=== Materials provided ===
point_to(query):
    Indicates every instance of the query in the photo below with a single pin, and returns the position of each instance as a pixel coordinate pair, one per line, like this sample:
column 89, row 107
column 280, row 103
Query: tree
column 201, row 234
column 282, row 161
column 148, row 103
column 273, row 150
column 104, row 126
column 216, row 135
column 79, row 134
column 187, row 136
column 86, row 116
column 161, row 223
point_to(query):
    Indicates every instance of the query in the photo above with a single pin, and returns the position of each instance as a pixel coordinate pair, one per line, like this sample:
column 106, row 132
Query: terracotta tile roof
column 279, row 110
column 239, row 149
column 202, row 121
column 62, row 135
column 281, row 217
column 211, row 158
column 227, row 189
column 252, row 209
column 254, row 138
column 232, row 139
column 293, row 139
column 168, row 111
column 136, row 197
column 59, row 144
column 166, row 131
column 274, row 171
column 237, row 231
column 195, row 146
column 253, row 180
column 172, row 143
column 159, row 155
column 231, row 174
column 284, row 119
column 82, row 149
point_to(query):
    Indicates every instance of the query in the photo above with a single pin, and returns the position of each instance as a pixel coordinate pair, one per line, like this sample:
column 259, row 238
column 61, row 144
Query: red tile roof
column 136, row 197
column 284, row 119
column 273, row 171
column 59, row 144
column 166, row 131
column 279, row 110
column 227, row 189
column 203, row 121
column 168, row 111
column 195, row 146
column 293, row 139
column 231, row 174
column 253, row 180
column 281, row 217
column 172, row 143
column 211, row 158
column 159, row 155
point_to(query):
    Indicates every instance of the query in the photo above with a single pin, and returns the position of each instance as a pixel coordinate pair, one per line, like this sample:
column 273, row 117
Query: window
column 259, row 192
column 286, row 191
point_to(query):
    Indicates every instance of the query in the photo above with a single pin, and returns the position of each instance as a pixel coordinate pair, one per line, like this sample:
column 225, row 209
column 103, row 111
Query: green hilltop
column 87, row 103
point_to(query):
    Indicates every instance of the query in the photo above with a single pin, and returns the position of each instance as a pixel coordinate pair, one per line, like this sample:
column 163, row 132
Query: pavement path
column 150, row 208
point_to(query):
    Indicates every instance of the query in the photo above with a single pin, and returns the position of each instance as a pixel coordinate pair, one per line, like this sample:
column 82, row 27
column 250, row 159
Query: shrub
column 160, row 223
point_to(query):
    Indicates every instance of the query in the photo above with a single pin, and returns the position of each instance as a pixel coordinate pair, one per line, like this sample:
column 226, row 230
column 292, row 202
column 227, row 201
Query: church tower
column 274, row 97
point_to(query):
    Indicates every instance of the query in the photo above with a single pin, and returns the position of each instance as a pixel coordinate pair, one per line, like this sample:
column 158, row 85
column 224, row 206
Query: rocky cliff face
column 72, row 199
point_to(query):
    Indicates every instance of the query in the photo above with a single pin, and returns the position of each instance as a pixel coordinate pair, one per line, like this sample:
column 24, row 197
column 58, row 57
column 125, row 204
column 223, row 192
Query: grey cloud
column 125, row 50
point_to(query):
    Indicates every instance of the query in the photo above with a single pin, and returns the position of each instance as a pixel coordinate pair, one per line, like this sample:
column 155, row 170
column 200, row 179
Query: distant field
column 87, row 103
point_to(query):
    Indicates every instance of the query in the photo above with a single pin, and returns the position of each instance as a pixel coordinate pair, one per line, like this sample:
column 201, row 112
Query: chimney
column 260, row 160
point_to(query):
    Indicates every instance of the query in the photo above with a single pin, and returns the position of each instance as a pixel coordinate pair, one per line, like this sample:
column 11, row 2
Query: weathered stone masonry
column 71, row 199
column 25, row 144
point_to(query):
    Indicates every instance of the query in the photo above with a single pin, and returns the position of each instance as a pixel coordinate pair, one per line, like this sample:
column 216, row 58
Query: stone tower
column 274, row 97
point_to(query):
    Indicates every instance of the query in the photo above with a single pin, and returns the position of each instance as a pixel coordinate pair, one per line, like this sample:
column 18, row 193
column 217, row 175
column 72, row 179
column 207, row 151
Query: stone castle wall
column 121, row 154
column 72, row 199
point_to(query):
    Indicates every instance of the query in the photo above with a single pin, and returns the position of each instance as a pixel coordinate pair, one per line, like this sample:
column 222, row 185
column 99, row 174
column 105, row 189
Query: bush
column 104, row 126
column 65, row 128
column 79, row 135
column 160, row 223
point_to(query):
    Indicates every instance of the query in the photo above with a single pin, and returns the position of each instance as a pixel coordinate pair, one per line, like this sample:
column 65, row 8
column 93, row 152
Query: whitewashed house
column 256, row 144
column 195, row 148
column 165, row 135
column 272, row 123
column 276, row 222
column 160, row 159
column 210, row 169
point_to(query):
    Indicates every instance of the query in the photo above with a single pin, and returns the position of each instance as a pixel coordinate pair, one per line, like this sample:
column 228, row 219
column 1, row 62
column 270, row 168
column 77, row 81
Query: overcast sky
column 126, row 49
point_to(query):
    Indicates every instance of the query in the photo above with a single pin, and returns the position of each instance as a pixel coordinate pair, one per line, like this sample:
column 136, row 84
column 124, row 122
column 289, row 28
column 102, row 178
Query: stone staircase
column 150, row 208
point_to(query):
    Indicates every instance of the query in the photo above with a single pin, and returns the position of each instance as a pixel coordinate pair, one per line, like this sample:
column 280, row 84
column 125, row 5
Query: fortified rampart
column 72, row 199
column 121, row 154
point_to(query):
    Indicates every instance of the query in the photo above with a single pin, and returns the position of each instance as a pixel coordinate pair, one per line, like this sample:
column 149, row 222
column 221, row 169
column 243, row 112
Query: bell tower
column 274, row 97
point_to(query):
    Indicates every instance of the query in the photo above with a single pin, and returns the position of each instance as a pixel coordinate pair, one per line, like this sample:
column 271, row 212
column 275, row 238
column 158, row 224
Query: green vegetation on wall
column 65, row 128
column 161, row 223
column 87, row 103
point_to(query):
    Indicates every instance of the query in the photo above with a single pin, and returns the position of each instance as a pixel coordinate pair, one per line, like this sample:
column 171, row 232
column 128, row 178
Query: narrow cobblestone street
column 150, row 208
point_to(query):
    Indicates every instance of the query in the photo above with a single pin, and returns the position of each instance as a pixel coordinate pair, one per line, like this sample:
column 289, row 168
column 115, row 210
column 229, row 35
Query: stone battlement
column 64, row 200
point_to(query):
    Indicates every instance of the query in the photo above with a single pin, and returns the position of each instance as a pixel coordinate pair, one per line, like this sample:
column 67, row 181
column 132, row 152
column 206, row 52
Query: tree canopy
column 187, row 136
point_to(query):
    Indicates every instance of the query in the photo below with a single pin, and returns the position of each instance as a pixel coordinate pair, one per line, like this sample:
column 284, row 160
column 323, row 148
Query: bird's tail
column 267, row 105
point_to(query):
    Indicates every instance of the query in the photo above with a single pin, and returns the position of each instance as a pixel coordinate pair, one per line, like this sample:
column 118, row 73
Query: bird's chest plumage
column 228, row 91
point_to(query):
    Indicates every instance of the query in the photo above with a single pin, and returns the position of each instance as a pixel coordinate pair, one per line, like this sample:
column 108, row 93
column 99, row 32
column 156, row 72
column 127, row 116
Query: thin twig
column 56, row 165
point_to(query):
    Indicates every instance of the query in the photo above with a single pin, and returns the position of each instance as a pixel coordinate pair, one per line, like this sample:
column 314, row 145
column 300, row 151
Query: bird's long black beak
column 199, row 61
===
> **Try it**
Set down every record once more, exactly as written.

> **Answer space**
point_to(query):
    Indicates every instance of the query in the photo below with a single pin, and returns the position of each instance as a pixel coordinate pair, one per line, like this sample:
column 89, row 107
column 280, row 103
Query: tree
column 201, row 234
column 282, row 161
column 148, row 103
column 273, row 150
column 104, row 126
column 216, row 135
column 79, row 134
column 187, row 136
column 86, row 116
column 161, row 223
point_to(query):
    Indicates every instance of the query in the photo above with a single pin, and returns the position of each instance as a pixel coordinate pair, one per line, like this sample:
column 106, row 132
Query: terracotta tile roof
column 279, row 110
column 239, row 149
column 202, row 121
column 62, row 135
column 281, row 217
column 211, row 158
column 227, row 189
column 252, row 209
column 254, row 138
column 232, row 139
column 293, row 139
column 168, row 111
column 136, row 197
column 59, row 144
column 166, row 131
column 274, row 171
column 237, row 231
column 195, row 146
column 253, row 180
column 172, row 143
column 159, row 155
column 231, row 174
column 284, row 119
column 82, row 149
point_to(query):
    Indicates every instance of the query in the photo above with a single pin, and returns the position of each instance as a pixel coordinate pair, one per line, like this sample:
column 259, row 238
column 61, row 144
Query: red tile roof
column 136, row 197
column 284, row 119
column 273, row 171
column 59, row 144
column 166, row 131
column 279, row 110
column 227, row 189
column 203, row 121
column 168, row 111
column 195, row 146
column 293, row 139
column 231, row 174
column 253, row 180
column 281, row 217
column 172, row 143
column 211, row 158
column 159, row 155
point_to(query):
    Indicates every instance of the query in the photo above with a single pin, and returns the position of each instance as a pixel coordinate pair, one per line, like this sample:
column 273, row 117
Query: window
column 259, row 192
column 286, row 191
point_to(query):
    Indicates every instance of the query in the photo above with a single pin, and returns the position of each instance as a pixel coordinate pair, one per line, like this sample:
column 225, row 209
column 103, row 111
Query: green hilltop
column 87, row 103
point_to(query):
    Indicates every instance of the query in the photo above with a single pin, and returns the position of each instance as a pixel coordinate pair, one per line, like this sample:
column 163, row 132
Query: pavement path
column 150, row 208
point_to(query):
    Indicates every instance of the query in the photo above with a single pin, and returns the position of each instance as a pixel coordinate pair, one per line, like this sample:
column 82, row 27
column 250, row 159
Query: shrub
column 160, row 223
point_to(query):
    Indicates every instance of the query in the photo above with a single pin, and returns the position of each instance as a pixel coordinate pair, one per line, like this sample:
column 226, row 230
column 292, row 202
column 227, row 201
Query: church tower
column 274, row 97
point_to(query):
    Indicates every instance of the query in the photo above with a single pin, and returns the position of each instance as a pixel coordinate pair, one per line, like this sample:
column 158, row 85
column 224, row 206
Query: rocky cliff face
column 72, row 199
point_to(query):
    Indicates every instance of the query in the photo above with a single pin, and returns the position of each instance as a pixel coordinate pair, one per line, like this sample:
column 24, row 197
column 58, row 57
column 125, row 204
column 223, row 192
Query: grey cloud
column 125, row 50
point_to(query):
    Indicates every instance of the query in the photo above with a single pin, and returns the position of each instance as a pixel coordinate pair, one per line, like this sample:
column 155, row 170
column 200, row 179
Query: distant field
column 87, row 103
point_to(query):
    Indicates every instance of the query in the photo above with a single pin, and returns the position of each instance as a pixel coordinate pair, one per line, like this sample:
column 201, row 112
Query: chimney
column 260, row 160
point_to(query):
    Indicates every instance of the query in the photo above with a single pin, and returns the position of each instance as a pixel coordinate pair, one per line, like this sample:
column 11, row 2
Query: weathered stone masonry
column 71, row 199
column 25, row 144
point_to(query):
    Indicates every instance of the query in the photo above with a single pin, and returns the position of each instance as a pixel coordinate pair, one per line, like this sample:
column 216, row 58
Query: stone tower
column 274, row 97
point_to(query):
    Indicates every instance of the query in the photo above with a single pin, and returns the position of each instance as a pixel coordinate pair, one per line, like this sample:
column 18, row 193
column 217, row 175
column 72, row 179
column 207, row 151
Query: stone castle wall
column 121, row 154
column 72, row 199
point_to(query):
    Indicates every instance of the query in the photo above with a single pin, and returns the position of each instance as a pixel coordinate pair, one per line, like this sample:
column 222, row 185
column 99, row 174
column 105, row 189
Query: bush
column 104, row 126
column 65, row 128
column 79, row 135
column 160, row 223
point_to(query):
    Indicates every instance of the query in the photo above with a single pin, and returns the position of each instance as a pixel coordinate pair, one per line, like this sample:
column 65, row 8
column 93, row 152
Query: whitewashed house
column 256, row 144
column 195, row 148
column 165, row 135
column 272, row 123
column 276, row 222
column 160, row 159
column 210, row 169
point_to(query):
    Indicates every instance of the query in the photo above with a single pin, and returns the position of each instance as a pixel coordinate pair, one per line, like this sample:
column 228, row 219
column 1, row 62
column 270, row 168
column 77, row 81
Query: overcast sky
column 126, row 49
point_to(query):
    Indicates every instance of the query in the photo above with a single pin, and returns the position of each instance as a pixel coordinate pair, one per line, like this sample:
column 136, row 84
column 124, row 122
column 289, row 28
column 102, row 178
Query: stone staircase
column 150, row 208
point_to(query):
    Indicates every instance of the query in the photo above with a single pin, and returns the position of each instance as a pixel coordinate pair, one per line, like this sample:
column 280, row 84
column 125, row 5
Query: fortified rampart
column 72, row 199
column 121, row 154
point_to(query):
    Indicates every instance of the query in the photo above with a single pin, and returns the position of each instance as a pixel coordinate pair, one per line, like this sample:
column 149, row 222
column 221, row 169
column 243, row 112
Query: bell tower
column 274, row 97
point_to(query):
    Indicates every instance of the query in the photo above with a single pin, and returns the position of each instance as a pixel coordinate pair, one per line, like this sample:
column 271, row 212
column 275, row 238
column 158, row 224
Query: green vegetation on wall
column 65, row 128
column 161, row 223
column 87, row 103
point_to(query):
    Indicates every instance of the query in the photo above with a single pin, and returns the position of each instance as a pixel coordinate pair, one per line, like this sample:
column 171, row 232
column 128, row 178
Query: narrow cobblestone street
column 150, row 208
point_to(query):
    Indicates every instance of the query in the photo above with a single pin, and returns the position of each instance as a pixel coordinate pair, one per line, like this sample:
column 289, row 168
column 115, row 210
column 229, row 35
Query: stone battlement
column 64, row 200
point_to(query):
    Indicates every instance of the query in the photo above with a single pin, and returns the position of each instance as a pixel coordinate pair, one per line, like this sample:
column 67, row 181
column 132, row 152
column 206, row 52
Query: tree canopy
column 187, row 136
point_to(query):
    Indicates every instance of the query in the photo below with a single pin, and returns the position of each instance as a pixel coordinate pair, one per line, like this sample:
column 284, row 160
column 323, row 148
Query: bird's tail
column 267, row 105
point_to(query):
    Indicates every instance of the query in the photo above with a single pin, and returns the position of each instance as a pixel coordinate pair, one per line, like this sample:
column 118, row 73
Query: bird's chest plumage
column 228, row 91
point_to(query):
    Indicates every instance of the query in the photo above with a single pin, and returns the position of each instance as a pixel coordinate pair, one per line, like this sample:
column 108, row 93
column 99, row 32
column 156, row 72
column 127, row 116
Query: thin twig
column 56, row 165
point_to(query):
    Indicates every instance of the query in the photo above with a single pin, and returns the position of each instance as a pixel coordinate pair, one per line, like this sample:
column 314, row 145
column 300, row 151
Query: bird's long black beak
column 199, row 61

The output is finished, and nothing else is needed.